Problems to work on:
(a) In the polars thread, which method compares the combined letters with the string "BI"?
(b) Carry on the polars thread about merging rows, starting right after its final line.

-- Text provided follows --

Reputation: 301
I have some data with 2 columns in the following format:
df = pl.from_repr("""
┌──────┬─────────┐
│ nums ┆ letters │
│ --- ┆ --- │
│ i64 ┆ str │
╞══════╪═════════╡
│ 160 ┆ B │
│ 540 ┆ I │
│ 550 ┆ I │
│ 590 ┆ B │
│ 370 ┆ I │
└──────┴─────────┘
""")
And I want to merge the cells that come in the form of B
in addition to consecutive I
's (i.e. BI*
):
shape: (2, 1)
┌─────────────────┐
│ nums │
│ --- │
│ list[i64] │
╞═════════════════╡
│ [160, 540, 550] │
│ [590, 370] │
└─────────────────┘
How can I achieve something like this with polars?
Upvotes: 1
Views: 1778
Reputation: 14710
You can search for the consecutive "B" -> "I"
pairs, toggle those to true
and cum_sum
between them.
df = pl.DataFrame({
"nums": [160, 540, 550, 590, 370],
"letters": ["B", "I", "I", "B", "I"]
})
(df.group_by(
((pl.col("letters") + pl.col("letters").shift(-1)).eq_missing("BI"))
.cum_sum()
.alias("cum_sum"),
maintain_order=True,
).agg("nums"))
This outputs:
shape: (2, 2)

-- Text provided concluded --
-- Given material follows --

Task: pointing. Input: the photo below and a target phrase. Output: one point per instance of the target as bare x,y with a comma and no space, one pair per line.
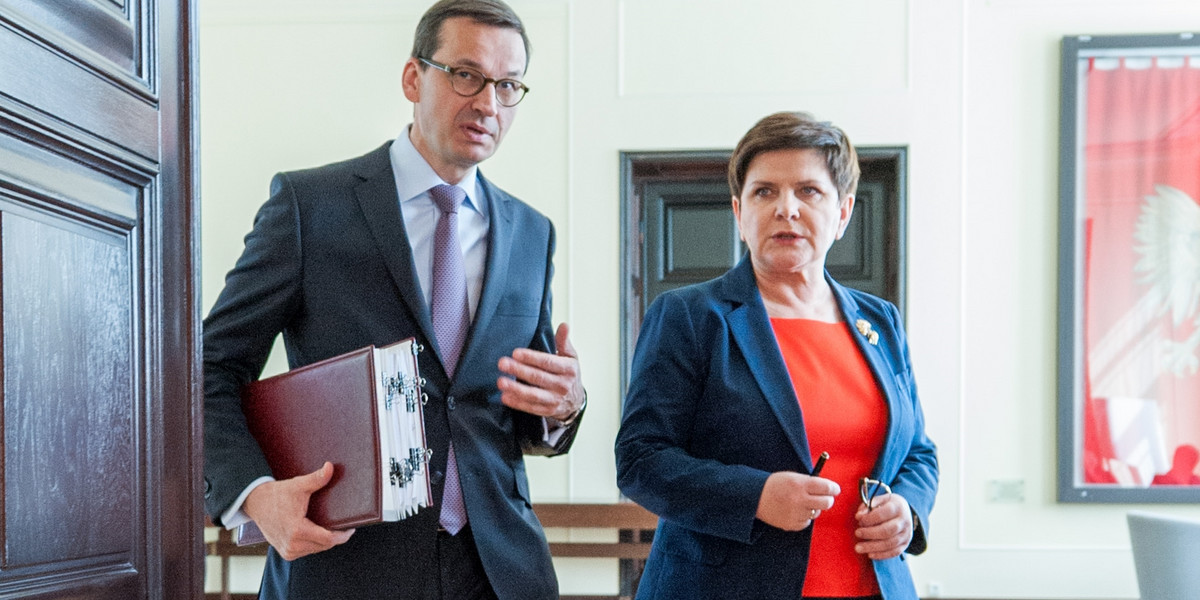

-- Given material concluded --

Responses by task:
(a) The `eq_missing` method.

(b)
┌─────────┬─────────────────┐
│ cum_sum ┆ nums │
│ --- ┆ --- │
│ u32 ┆ list[i64] │
╞═════════╪═════════════════╡
│ 1 ┆ [160, 540, 550] │
│ 2 ┆ [590, 370] │
└─────────┴─────────────────┘
Upvotes: 2
Reputation:
If you are happy with the for loop, that's it. I tried also with polars' data manipulation functions but I didn't manage to do it this way.
import polars as pl
df = pl.DataFrame({
"nums": [160, 540, 550, 590, 370],
"letters": ["B", "I", "I", "B", "I"]
})
out = []
for d, l in zip(df["nums"], df["letters"]):
if l == "B":
out.append([d])
elif l == "I":
out[-1].append(d)
else:
raise Exception("Unknown letter: " + l)
print(out)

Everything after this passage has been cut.